▶ _Required work_
Convert every line of the items below into a Markdown table with two columns, No. and Text, giving each line a row number and leaving out blank lines.

▶ _Data provided_
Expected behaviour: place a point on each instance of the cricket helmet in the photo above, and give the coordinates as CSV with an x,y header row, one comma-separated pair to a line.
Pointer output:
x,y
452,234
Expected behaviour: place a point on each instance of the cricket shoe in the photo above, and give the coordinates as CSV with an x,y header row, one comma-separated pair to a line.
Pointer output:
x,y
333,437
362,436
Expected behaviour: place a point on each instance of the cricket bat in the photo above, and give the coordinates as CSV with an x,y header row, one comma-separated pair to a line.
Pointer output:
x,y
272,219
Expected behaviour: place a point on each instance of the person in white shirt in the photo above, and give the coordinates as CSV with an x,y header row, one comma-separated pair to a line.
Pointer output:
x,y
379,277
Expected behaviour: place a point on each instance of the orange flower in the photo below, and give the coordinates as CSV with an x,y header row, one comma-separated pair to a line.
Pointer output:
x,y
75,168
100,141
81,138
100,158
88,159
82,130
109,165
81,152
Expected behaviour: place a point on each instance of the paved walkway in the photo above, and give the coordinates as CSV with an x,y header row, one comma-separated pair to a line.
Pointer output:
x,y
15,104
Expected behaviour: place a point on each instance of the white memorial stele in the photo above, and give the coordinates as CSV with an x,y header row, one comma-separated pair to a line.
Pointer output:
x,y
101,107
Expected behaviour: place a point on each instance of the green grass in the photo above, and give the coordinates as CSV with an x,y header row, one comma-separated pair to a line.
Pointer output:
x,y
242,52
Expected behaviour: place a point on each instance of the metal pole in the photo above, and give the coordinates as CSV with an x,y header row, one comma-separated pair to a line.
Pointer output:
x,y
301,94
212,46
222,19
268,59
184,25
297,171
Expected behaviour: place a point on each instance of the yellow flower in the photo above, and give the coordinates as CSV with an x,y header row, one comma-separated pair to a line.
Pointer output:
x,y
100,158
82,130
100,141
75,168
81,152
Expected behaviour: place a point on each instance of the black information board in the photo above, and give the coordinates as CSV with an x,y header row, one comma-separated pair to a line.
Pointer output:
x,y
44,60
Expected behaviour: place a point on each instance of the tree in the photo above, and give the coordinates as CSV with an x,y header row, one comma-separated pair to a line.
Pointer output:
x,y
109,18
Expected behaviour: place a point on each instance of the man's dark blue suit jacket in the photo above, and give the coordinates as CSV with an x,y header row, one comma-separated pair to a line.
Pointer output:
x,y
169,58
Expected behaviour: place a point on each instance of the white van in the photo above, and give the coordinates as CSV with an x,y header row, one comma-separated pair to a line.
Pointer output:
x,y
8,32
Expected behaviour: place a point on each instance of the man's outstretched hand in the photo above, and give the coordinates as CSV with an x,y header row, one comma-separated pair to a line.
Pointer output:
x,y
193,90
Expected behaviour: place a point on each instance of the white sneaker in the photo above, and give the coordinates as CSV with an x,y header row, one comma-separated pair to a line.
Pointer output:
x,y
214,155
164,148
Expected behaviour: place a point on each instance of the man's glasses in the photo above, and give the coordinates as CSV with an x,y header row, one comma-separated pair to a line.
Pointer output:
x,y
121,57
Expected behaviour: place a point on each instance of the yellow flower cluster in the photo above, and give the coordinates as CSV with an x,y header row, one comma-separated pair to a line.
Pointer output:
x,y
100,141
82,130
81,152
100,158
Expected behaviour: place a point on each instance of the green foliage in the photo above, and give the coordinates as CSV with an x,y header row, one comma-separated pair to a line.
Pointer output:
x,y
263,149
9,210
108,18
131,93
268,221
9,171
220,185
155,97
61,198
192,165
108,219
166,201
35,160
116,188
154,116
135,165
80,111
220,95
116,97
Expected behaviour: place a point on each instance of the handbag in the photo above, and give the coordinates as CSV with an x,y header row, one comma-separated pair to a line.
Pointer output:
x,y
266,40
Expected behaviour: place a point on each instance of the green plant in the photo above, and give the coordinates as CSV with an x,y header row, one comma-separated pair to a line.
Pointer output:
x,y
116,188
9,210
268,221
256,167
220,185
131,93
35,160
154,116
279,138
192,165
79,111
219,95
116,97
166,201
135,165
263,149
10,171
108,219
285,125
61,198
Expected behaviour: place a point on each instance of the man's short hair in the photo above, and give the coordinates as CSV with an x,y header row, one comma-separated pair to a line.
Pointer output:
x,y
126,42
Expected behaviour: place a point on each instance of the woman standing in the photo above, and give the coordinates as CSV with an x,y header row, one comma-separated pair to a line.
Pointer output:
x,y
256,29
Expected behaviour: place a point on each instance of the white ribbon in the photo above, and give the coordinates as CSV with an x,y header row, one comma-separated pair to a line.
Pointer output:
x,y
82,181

▶ _Output below_
| No. | Text |
|---|---|
| 1 | Expected behaviour: place a point on each instance of the cricket helmet in the photo above, and give the coordinates as CSV with an x,y header row, one comma-separated pair to a line. |
| 2 | Pointer output: |
| 3 | x,y |
| 4 | 452,234 |
| 5 | Expected behaviour: place a point on each instance of the cricket shoe in the photo above, and give the coordinates as CSV with an x,y header row, one comma-separated pair to a line. |
| 6 | Pointer output: |
| 7 | x,y |
| 8 | 333,437 |
| 9 | 362,436 |
| 10 | Expected behaviour: place a point on each instance of the cricket bat in the photo above, and give the coordinates as CSV with an x,y header row, one comma-separated pair to a line. |
| 11 | Pointer output: |
| 12 | x,y |
| 13 | 272,219 |
| 14 | Expected behaviour: place a point on each instance of the person in white shirt in the photo above, and give the coordinates as CSV with an x,y header row, one comma-separated pair to a line. |
| 15 | Pointer output: |
| 16 | x,y |
| 17 | 379,277 |
| 18 | Expected behaviour: place a point on each instance of the orange flower in the photo below, and give the coordinates as CSV with an x,y header row, one comma-separated pair to a line. |
| 19 | Pointer output: |
| 20 | x,y |
| 21 | 75,168 |
| 22 | 100,141 |
| 23 | 81,138 |
| 24 | 100,158 |
| 25 | 88,159 |
| 26 | 82,130 |
| 27 | 109,165 |
| 28 | 81,152 |
| 29 | Expected behaviour: place a point on each instance of the paved walkway in the photo above, and give the coordinates as CSV with an x,y header row, one comma-separated pair to a line. |
| 30 | Pointer output: |
| 31 | x,y |
| 32 | 15,104 |
| 33 | Expected behaviour: place a point on each instance of the white memorial stele in the photo above, and give the coordinates as CSV with an x,y header row, one comma-separated pair to a line. |
| 34 | Pointer output: |
| 35 | x,y |
| 36 | 101,107 |
| 37 | Expected behaviour: place a point on each instance of the green grass in the photo above, and give the coordinates as CSV with an x,y header row, one comma-separated pair to a line. |
| 38 | Pointer output: |
| 39 | x,y |
| 40 | 242,52 |
| 41 | Expected behaviour: place a point on each instance of the metal pole in the photo above, and give the coordinates as CSV with an x,y header row, one comma-separated pair to a line. |
| 42 | Pointer output: |
| 43 | x,y |
| 44 | 301,94 |
| 45 | 212,46 |
| 46 | 222,19 |
| 47 | 268,59 |
| 48 | 184,25 |
| 49 | 297,171 |
| 50 | Expected behaviour: place a point on each instance of the yellow flower in the photo above, and give the coordinates as CSV with an x,y header row, one comma-separated pair to a line. |
| 51 | Pointer output: |
| 52 | x,y |
| 53 | 100,158 |
| 54 | 82,130 |
| 55 | 100,141 |
| 56 | 75,168 |
| 57 | 81,152 |
| 58 | Expected behaviour: place a point on each instance of the black information board in the photo above, and give the coordinates as CSV with an x,y header row, one comma-separated pair to a line. |
| 59 | Pointer output: |
| 60 | x,y |
| 61 | 44,60 |
| 62 | Expected behaviour: place a point on each instance of the tree in the photo above, and give the coordinates as CSV with an x,y header row, one comma-separated pair to a line. |
| 63 | Pointer output: |
| 64 | x,y |
| 65 | 109,18 |
| 66 | Expected behaviour: place a point on each instance of the man's dark blue suit jacket in the photo above, and give the coordinates as CSV with an x,y header row, one comma-separated pair to a line. |
| 67 | Pointer output: |
| 68 | x,y |
| 69 | 169,58 |
| 70 | Expected behaviour: place a point on each instance of the white van in the photo above, and give the coordinates as CSV with an x,y header row, one comma-separated pair to a line. |
| 71 | Pointer output: |
| 72 | x,y |
| 73 | 8,32 |
| 74 | Expected behaviour: place a point on each instance of the man's outstretched hand in the photo above, and give the coordinates as CSV with an x,y header row, one comma-separated pair to a line. |
| 75 | Pointer output: |
| 76 | x,y |
| 77 | 193,90 |
| 78 | Expected behaviour: place a point on each instance of the white sneaker in the photo above, and give the coordinates as CSV with an x,y header row, one comma-separated pair to a line. |
| 79 | Pointer output: |
| 80 | x,y |
| 81 | 214,155 |
| 82 | 164,148 |
| 83 | Expected behaviour: place a point on each instance of the man's glasses in the photo above, and give the coordinates as CSV with an x,y header row, one comma-separated pair to a line. |
| 84 | Pointer output: |
| 85 | x,y |
| 86 | 121,57 |
| 87 | Expected behaviour: place a point on each instance of the yellow flower cluster in the photo above, and give the coordinates as CSV with an x,y header row, one comma-separated pair to a line. |
| 88 | Pointer output: |
| 89 | x,y |
| 90 | 100,141 |
| 91 | 82,130 |
| 92 | 81,152 |
| 93 | 100,158 |
| 94 | Expected behaviour: place a point on each instance of the green foliage in the photo above, and give the coordinates as CSV with an x,y header row, one comma-separated pair to a line. |
| 95 | Pointer output: |
| 96 | x,y |
| 97 | 263,149 |
| 98 | 9,210 |
| 99 | 108,18 |
| 100 | 131,93 |
| 101 | 268,221 |
| 102 | 9,171 |
| 103 | 220,185 |
| 104 | 155,97 |
| 105 | 61,198 |
| 106 | 192,165 |
| 107 | 108,219 |
| 108 | 166,201 |
| 109 | 35,160 |
| 110 | 116,188 |
| 111 | 154,116 |
| 112 | 135,165 |
| 113 | 80,111 |
| 114 | 220,95 |
| 115 | 116,97 |
| 116 | Expected behaviour: place a point on each instance of the handbag in the photo above, and give the coordinates as CSV with an x,y header row, one comma-separated pair to a line. |
| 117 | Pointer output: |
| 118 | x,y |
| 119 | 266,40 |
| 120 | Expected behaviour: place a point on each instance of the green plant in the photo above, and give the coordinates as CSV with an x,y header row, one comma-separated pair to a line. |
| 121 | Pointer output: |
| 122 | x,y |
| 123 | 116,188 |
| 124 | 9,210 |
| 125 | 268,221 |
| 126 | 256,167 |
| 127 | 220,185 |
| 128 | 131,93 |
| 129 | 35,160 |
| 130 | 154,116 |
| 131 | 279,138 |
| 132 | 192,165 |
| 133 | 79,111 |
| 134 | 219,95 |
| 135 | 116,97 |
| 136 | 166,201 |
| 137 | 135,165 |
| 138 | 263,149 |
| 139 | 10,171 |
| 140 | 108,219 |
| 141 | 285,125 |
| 142 | 61,198 |
| 143 | Expected behaviour: place a point on each instance of the man's short hair in the photo above, and give the coordinates as CSV with an x,y header row, one comma-separated pair to a line. |
| 144 | Pointer output: |
| 145 | x,y |
| 146 | 126,42 |
| 147 | Expected behaviour: place a point on each instance of the woman standing in the photo above, and give the coordinates as CSV with an x,y header row, one comma-separated pair to a line. |
| 148 | Pointer output: |
| 149 | x,y |
| 150 | 256,29 |
| 151 | Expected behaviour: place a point on each instance of the white ribbon in the photo above, and give the coordinates as CSV with an x,y header row, one comma-separated pair to a line. |
| 152 | Pointer output: |
| 153 | x,y |
| 154 | 82,181 |